- EXERCISE TASK -
Write the data out again exactly, dropping any images it holds.

- RECORDS TO USE -
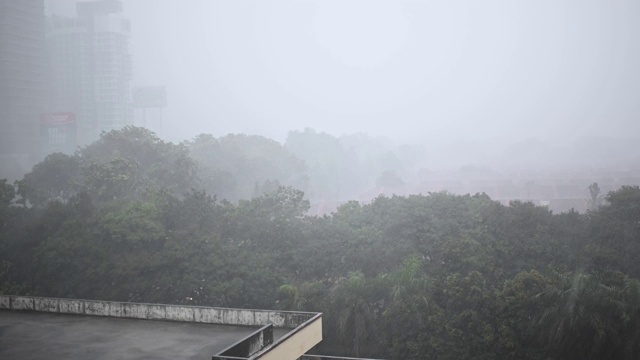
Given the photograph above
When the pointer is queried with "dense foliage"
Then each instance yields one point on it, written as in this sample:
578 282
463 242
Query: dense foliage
435 276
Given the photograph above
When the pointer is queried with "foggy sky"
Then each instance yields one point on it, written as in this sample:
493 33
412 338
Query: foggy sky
430 70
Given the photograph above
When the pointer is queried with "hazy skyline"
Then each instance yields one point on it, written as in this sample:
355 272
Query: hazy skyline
428 70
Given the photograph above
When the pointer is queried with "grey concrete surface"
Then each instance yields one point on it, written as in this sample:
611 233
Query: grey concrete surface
39 336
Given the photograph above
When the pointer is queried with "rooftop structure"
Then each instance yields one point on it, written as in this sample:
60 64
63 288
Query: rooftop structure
46 328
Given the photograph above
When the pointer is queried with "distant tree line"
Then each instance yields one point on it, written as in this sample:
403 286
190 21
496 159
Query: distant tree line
434 276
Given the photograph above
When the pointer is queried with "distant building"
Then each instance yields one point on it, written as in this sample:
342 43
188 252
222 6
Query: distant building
22 83
90 63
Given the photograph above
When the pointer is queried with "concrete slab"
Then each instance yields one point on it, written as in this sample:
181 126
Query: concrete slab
40 336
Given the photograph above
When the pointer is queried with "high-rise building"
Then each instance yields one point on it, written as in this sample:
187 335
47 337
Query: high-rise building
22 83
90 65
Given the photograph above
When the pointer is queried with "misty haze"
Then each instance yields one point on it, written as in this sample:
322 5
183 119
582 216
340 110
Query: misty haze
439 179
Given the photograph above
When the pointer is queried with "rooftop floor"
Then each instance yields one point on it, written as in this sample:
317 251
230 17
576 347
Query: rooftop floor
30 335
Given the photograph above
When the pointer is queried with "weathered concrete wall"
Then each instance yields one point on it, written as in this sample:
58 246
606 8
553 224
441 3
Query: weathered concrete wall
295 343
221 316
248 346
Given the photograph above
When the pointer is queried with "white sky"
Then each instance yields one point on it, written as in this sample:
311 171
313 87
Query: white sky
433 70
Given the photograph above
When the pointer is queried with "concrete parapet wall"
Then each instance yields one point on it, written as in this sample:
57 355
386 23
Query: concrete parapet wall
210 315
323 357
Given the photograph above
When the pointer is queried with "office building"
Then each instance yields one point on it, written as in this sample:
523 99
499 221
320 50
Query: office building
22 84
90 65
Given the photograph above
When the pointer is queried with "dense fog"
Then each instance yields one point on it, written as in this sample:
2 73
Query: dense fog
442 179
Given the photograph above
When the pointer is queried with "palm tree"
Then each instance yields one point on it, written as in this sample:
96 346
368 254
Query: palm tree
591 317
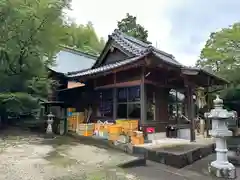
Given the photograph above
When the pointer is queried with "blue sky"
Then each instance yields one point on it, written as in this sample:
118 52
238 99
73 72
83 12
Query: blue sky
179 27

- RESPONSE TO THIS TASK -
Given the photograph above
When the pointer is queried with "dense foliage"
Then each instance yields one point on it, written as in this sample:
578 282
463 242
Query: dense foliage
435 276
Given the photograph above
When the pointer is queried with "foggy sky"
Then each instance yields one point on it, written as in this sample:
493 33
412 338
Query: foggy sky
430 70
Given the photograph above
When the pointer is queried with "hazy skyline"
Then each instance yields one point on it, written as in this sample:
355 272
Query: hazy skyline
428 70
Given the photograph above
When the pointer is queried with "grey concrete surface"
Then each instance yields one point on it, written as in this sample:
611 233
Query: grey concrete surface
39 336
Given the photograph above
When the pointer is queried with "rooftop structure"
Then each instance yields one point on it, written as in this sample:
60 64
63 288
Query: rooftop structure
46 328
Given the photograph above
When the pointer is queried with "distant tree line"
Then each instance yields one point on it, written as in this sample:
403 286
190 21
496 159
Query: distant tree line
434 276
Given the photograph above
When the pointer is queried with "distant building"
Then each instance yields one point on it, written as in this sample:
342 43
188 252
222 6
Query: distant building
22 83
90 63
Given the photograph above
When the pointer is queried with "concrete slab"
Then each instance yields one point on it, written as in this sample:
181 126
Query: concrete slab
40 336
Given the photograph above
When the pointer is queried with "high-rise building"
Then each instance yields one point on it, written as in this sample:
187 335
47 337
Query: high-rise building
22 83
90 65
Given the photograph above
When the pointer is queried with "misty haze"
Then each instance yields one point on it, written as in this sample:
322 5
183 119
582 216
340 110
Query: misty haze
439 179
Given the photograph above
When the pointer is queried with "rooftop floor"
Then each instance yields one point on it, written as in this sample:
317 251
230 17
576 347
Query: rooftop floor
30 335
Given the photograph above
When the pointer is queried with "weathered concrete wall"
Then each instance yields one point on it, written as in this sample:
58 246
606 8
553 224
441 3
Query: weathered concrete wall
295 343
221 316
248 346
Given the photograph above
When the pointer is queried with "white sky"
Then each instance yields one point on it, written as in this sample:
311 171
313 87
Query: white sky
433 70
Given the photograph above
When the pointer is queried with "concrete parapet wall"
Then each instance yields one point on it, written as in this sample:
57 355
386 23
Query: concrete parapet wall
210 315
323 357
Given the photograph above
When the pointer is queried with "office building"
Then each instance yields one point on it, written as in this sample:
523 99
499 221
320 50
Query: office building
22 84
90 65
Given the photograph above
When the pointer is queried with "dense fog"
Then each instance yields one point on it, written as in this sample:
2 73
Query: dense fog
442 179
Given the photograph above
When the pointer is queried with "palm tree"
Then each instance yields one point on it, written as in this sample:
96 346
368 254
Query: palm tree
591 317
Given the photograph above
When the pointer is queried with "blue sky"
Then each instance yields one point on it, written as in this sample:
118 52
238 99
73 72
83 12
Query: blue sky
179 27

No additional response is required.